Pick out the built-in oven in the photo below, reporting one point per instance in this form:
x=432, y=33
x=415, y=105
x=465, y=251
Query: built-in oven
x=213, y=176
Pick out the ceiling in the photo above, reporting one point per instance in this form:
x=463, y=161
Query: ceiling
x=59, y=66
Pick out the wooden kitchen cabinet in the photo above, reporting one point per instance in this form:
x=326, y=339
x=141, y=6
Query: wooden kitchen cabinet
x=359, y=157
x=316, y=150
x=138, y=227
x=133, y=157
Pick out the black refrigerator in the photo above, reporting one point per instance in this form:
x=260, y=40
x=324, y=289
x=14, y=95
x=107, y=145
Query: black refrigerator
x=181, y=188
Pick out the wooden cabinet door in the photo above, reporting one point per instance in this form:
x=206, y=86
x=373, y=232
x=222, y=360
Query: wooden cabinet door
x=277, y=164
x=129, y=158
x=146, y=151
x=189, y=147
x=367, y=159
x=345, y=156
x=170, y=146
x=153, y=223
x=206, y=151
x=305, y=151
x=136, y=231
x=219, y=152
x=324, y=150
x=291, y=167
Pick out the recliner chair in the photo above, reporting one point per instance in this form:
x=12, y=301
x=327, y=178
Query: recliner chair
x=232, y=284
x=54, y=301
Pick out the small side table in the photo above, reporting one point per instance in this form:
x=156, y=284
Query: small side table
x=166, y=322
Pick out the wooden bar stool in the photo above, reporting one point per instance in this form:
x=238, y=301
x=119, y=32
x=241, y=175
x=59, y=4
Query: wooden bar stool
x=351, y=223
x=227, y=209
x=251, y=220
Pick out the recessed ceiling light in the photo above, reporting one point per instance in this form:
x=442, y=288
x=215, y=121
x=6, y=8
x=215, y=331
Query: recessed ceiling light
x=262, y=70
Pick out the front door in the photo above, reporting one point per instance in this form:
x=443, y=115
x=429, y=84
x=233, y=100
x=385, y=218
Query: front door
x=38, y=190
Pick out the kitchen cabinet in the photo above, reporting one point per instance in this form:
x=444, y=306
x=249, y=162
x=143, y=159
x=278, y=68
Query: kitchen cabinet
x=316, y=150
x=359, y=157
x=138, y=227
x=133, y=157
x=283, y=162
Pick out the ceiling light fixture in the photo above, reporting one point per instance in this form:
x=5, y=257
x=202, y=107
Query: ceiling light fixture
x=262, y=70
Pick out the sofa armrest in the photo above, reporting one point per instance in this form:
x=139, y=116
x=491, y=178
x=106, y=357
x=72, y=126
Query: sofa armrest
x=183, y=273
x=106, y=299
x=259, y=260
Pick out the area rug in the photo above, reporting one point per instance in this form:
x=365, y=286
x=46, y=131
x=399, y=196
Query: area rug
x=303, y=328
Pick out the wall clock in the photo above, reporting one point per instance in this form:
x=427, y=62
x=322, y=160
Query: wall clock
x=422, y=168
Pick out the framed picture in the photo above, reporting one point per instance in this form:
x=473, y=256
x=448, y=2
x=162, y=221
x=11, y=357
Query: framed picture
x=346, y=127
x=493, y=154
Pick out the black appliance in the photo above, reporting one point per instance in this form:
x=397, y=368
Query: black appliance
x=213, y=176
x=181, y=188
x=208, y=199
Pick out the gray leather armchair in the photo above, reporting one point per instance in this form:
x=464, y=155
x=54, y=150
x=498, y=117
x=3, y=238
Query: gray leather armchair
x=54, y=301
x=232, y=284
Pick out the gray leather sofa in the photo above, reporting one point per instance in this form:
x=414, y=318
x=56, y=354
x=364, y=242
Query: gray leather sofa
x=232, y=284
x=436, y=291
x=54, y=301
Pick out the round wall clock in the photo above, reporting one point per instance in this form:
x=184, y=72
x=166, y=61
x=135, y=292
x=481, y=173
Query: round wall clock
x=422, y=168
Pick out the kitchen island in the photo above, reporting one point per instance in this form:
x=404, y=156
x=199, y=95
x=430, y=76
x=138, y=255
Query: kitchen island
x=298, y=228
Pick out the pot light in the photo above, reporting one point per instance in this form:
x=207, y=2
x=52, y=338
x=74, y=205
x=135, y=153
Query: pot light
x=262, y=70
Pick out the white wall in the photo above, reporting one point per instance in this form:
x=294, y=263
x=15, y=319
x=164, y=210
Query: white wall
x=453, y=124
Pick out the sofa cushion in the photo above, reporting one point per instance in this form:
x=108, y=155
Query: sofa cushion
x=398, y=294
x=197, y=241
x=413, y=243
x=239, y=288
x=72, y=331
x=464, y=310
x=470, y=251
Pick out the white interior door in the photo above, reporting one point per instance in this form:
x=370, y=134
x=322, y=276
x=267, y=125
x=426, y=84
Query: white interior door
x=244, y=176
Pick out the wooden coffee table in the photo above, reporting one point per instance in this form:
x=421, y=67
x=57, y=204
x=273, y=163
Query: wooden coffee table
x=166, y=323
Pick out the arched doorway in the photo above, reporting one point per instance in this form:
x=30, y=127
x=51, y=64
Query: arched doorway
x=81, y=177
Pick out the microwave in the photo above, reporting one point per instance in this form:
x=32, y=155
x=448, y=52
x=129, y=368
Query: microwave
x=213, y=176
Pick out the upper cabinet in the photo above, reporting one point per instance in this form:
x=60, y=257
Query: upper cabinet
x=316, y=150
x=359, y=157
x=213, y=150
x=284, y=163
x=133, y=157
• • • •
◆ **Work to complete**: Rewrite all of the entries above, swapping "Pick out" for "Locate" wherever it occurs and leaving everything else unchanged.

◆ **The reply**:
Locate the built-in oven in the photo below, reporting one point per instance in this form:
x=432, y=33
x=415, y=105
x=465, y=251
Query: built-in oven
x=213, y=176
Locate the ceiling in the photo above, reporting one point per instance in this form:
x=463, y=161
Query: ceiling
x=59, y=66
Locate the wooden kitchen cabinet in the photo above, reporting one point per instance in this form:
x=326, y=339
x=141, y=6
Query: wooden kitchen cabinet
x=359, y=157
x=316, y=150
x=138, y=227
x=133, y=157
Locate the black refrigerator in the photo above, reporting one point per instance in this form:
x=260, y=40
x=324, y=289
x=14, y=95
x=107, y=145
Query: black refrigerator
x=181, y=188
Locate the wooden cabinet door in the photo above, reporting one point per instance in this form:
x=206, y=86
x=373, y=232
x=222, y=360
Query: wooden cabinet door
x=277, y=164
x=129, y=158
x=146, y=151
x=189, y=147
x=367, y=159
x=345, y=156
x=170, y=146
x=153, y=223
x=206, y=151
x=305, y=151
x=136, y=231
x=219, y=152
x=324, y=150
x=291, y=167
Locate the recliner chair in the photo above, reporting one point per instance in this form:
x=12, y=301
x=327, y=178
Query: recliner chair
x=232, y=284
x=54, y=301
Locate the small side table in the photo above, reporting one point per instance in this form:
x=156, y=284
Query: small side table
x=166, y=322
Locate the wooden bar stool in the photo above, reporting one point per instance in this form:
x=238, y=301
x=119, y=32
x=241, y=175
x=59, y=4
Query: wooden bar stool
x=351, y=223
x=227, y=209
x=251, y=220
Locate the recessed ceiling light in the photo above, reporting one point per instance in this form:
x=442, y=288
x=215, y=121
x=6, y=8
x=215, y=331
Query: recessed ceiling light
x=262, y=70
Locate the front door in the photo above, reporting one point per instance in this form:
x=443, y=115
x=429, y=84
x=233, y=100
x=385, y=218
Query: front door
x=38, y=190
Locate the kitchen cabinet in the photo above, reporting one point per instance in this form:
x=444, y=306
x=249, y=162
x=143, y=159
x=278, y=68
Query: kitchen cabinet
x=316, y=150
x=359, y=157
x=138, y=227
x=133, y=157
x=283, y=162
Locate the ceiling light fixture in the photo above, reporting one point per instance in this form:
x=5, y=257
x=202, y=107
Query: ceiling light fixture
x=262, y=70
Locate the sofa armrest in the photo above, reporting one point per instance in this form:
x=139, y=116
x=491, y=178
x=106, y=357
x=72, y=126
Query: sofa armrest
x=183, y=273
x=106, y=299
x=259, y=260
Locate the area rug in the photo above, reporting one point per instance in this form:
x=365, y=286
x=46, y=131
x=399, y=196
Query: area rug
x=303, y=328
Locate the wall clock in the photo above, reporting one point per instance in this form:
x=427, y=62
x=322, y=160
Query: wall clock
x=422, y=168
Locate the framed picture in the photo above, reporting one point per instance in this form:
x=473, y=256
x=448, y=2
x=162, y=221
x=11, y=357
Query: framed picture
x=346, y=127
x=493, y=154
Locate the black appliance in the photo above, reporting one point per instance in this form:
x=397, y=368
Query: black appliance
x=213, y=176
x=181, y=188
x=208, y=199
Locate the gray leather armchair in the photo above, reporting one point per instance in this form:
x=464, y=155
x=54, y=150
x=498, y=117
x=3, y=238
Query: gray leather armchair
x=54, y=301
x=232, y=284
Locate the gray leather sofa in the photo above, reporting one point per instance in this form:
x=414, y=318
x=56, y=354
x=364, y=242
Query: gray leather sofa
x=232, y=284
x=436, y=291
x=54, y=301
Locate the round wall clock in the photo above, reporting one point per instance in this form:
x=184, y=72
x=166, y=61
x=135, y=292
x=481, y=173
Query: round wall clock
x=422, y=168
Locate the kitchen island in the photo above, reporting one point per instance in this form:
x=404, y=156
x=199, y=95
x=430, y=76
x=138, y=255
Query: kitchen island
x=298, y=228
Locate the pot light in the photo above, reporting one point per instance in this form:
x=207, y=2
x=52, y=338
x=74, y=205
x=135, y=153
Query: pot light
x=262, y=70
Locate the white wall in the photo above, reporting one point per instance in this form:
x=294, y=263
x=15, y=319
x=164, y=210
Query: white wall
x=453, y=124
Locate the sofa cushion in the photo above, reporting one point per instance in this form:
x=108, y=155
Query: sofa cushion
x=398, y=294
x=197, y=241
x=413, y=243
x=239, y=288
x=72, y=331
x=464, y=310
x=470, y=251
Locate the white interior door in the photo above, reporting one point per instance in this form:
x=370, y=134
x=322, y=276
x=267, y=125
x=426, y=84
Query: white interior door
x=244, y=176
Locate the wooden coffee table in the photo above, reporting one point per instance in this form:
x=421, y=67
x=57, y=204
x=273, y=163
Query: wooden coffee table
x=166, y=323
Locate the arched doorway in the photo above, reporting one point per instance in this form:
x=30, y=127
x=51, y=64
Query: arched doorway
x=81, y=177
Locate the microwave in the photo above, reporting one point per instance in this form:
x=32, y=155
x=448, y=52
x=129, y=368
Query: microwave
x=213, y=176
Locate the upper cabinet in the photo above, reporting one point per instance in this form:
x=60, y=257
Query: upper cabinet
x=316, y=150
x=359, y=157
x=213, y=150
x=284, y=163
x=133, y=157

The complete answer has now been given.